**WHAT THIS TASK INVOLVES**. Rename "innermost point" as "central point" in the part of the records that opens with the line containing "The pointer SHOULD return, for each instance of the sidewalk" and closes with the line containing "[[26, 183], [559, 193], [542, 199]]". Give back only those lines, with nothing else in them altered.

**SUPPLIED MATERIAL**.

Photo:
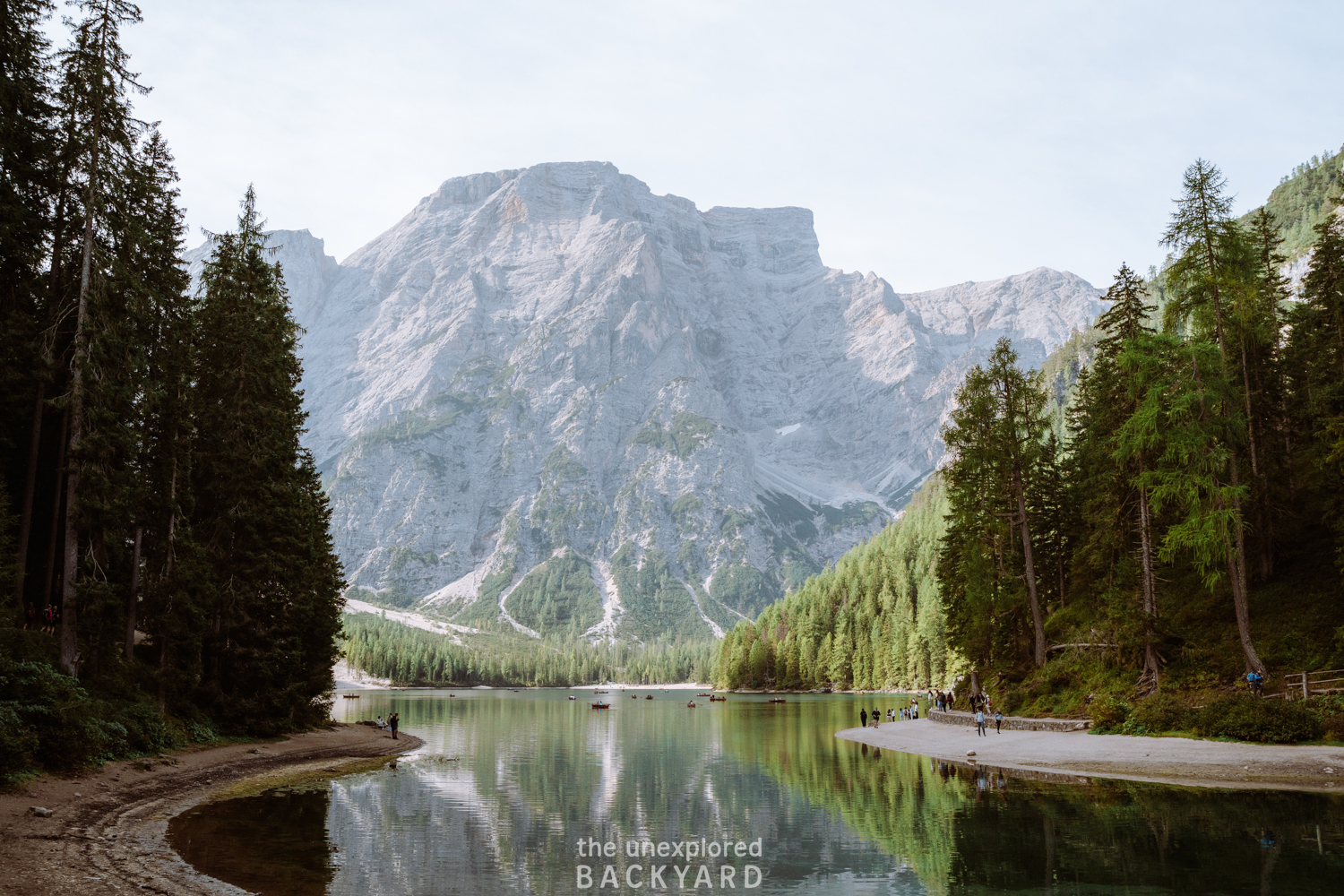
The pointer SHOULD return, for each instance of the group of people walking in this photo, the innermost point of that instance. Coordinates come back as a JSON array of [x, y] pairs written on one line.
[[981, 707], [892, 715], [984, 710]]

...

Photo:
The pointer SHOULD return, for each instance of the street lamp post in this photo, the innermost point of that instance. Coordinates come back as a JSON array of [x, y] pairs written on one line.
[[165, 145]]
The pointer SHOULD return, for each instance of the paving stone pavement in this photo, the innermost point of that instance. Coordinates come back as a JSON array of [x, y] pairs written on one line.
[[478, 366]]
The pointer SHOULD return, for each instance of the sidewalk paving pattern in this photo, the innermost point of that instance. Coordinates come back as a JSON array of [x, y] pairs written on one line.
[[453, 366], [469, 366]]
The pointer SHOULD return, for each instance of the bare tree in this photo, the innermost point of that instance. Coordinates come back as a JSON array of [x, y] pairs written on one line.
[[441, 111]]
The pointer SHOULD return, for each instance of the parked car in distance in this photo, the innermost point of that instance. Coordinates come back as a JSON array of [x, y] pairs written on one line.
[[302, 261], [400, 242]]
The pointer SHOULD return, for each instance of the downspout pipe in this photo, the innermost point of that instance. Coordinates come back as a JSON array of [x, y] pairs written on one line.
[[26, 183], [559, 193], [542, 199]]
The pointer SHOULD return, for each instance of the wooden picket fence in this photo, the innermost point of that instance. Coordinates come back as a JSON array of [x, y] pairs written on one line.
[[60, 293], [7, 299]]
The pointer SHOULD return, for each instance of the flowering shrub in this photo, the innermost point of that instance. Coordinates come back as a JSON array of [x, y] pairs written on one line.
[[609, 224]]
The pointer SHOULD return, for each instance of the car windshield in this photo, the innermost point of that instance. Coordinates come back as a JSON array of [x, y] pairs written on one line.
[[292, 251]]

**FULL ANSWER**.
The pointer SHOULD return, for each instance of the sidewalk paving pattern in this photo, the central point of that instance. Coordinates come back as a JSON array of [x, y] pairs written on one line.
[[453, 366], [469, 366]]
The pointer SHOULD return, for each instance of the bare tree in this photo, the central point of that instance. Coordinates come back as a JSON array of [x, y] pairs written on one line.
[[441, 111]]
The pointer SHOULD return, for each instance of the parked car in distance in this photo, the central point of that instance. Coordinates come back as a JSON array of [x, y] pairs written on one line.
[[302, 261], [400, 242]]
The pointer SHOULD return, for each instance of the downspout pipe in this photo, the central point of that instance. Coordinates come back as a JSON array of [x, y] pairs written on one line.
[[26, 183], [559, 193], [542, 199]]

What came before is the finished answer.